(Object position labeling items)
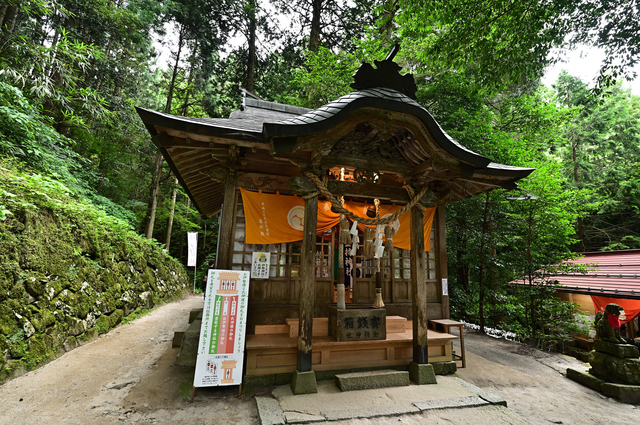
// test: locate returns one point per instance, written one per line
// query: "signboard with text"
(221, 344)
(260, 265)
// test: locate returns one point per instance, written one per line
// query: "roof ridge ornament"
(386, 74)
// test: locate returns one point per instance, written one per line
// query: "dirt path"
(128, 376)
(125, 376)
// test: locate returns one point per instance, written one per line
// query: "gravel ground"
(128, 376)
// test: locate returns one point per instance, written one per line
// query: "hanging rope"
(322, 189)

...

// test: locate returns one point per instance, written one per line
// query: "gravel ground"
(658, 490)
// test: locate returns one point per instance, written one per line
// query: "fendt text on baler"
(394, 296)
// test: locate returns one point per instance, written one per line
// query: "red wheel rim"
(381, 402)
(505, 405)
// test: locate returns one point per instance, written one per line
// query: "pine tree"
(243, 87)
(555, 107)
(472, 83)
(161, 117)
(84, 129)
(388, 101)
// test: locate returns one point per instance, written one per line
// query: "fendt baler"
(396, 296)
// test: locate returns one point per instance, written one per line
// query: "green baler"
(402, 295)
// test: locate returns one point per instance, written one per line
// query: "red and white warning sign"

EXERCISE GOAL: How many lines of the items contain the string "text"? Treat case as significant, and reply with only the number.

TASK ANSWER: 2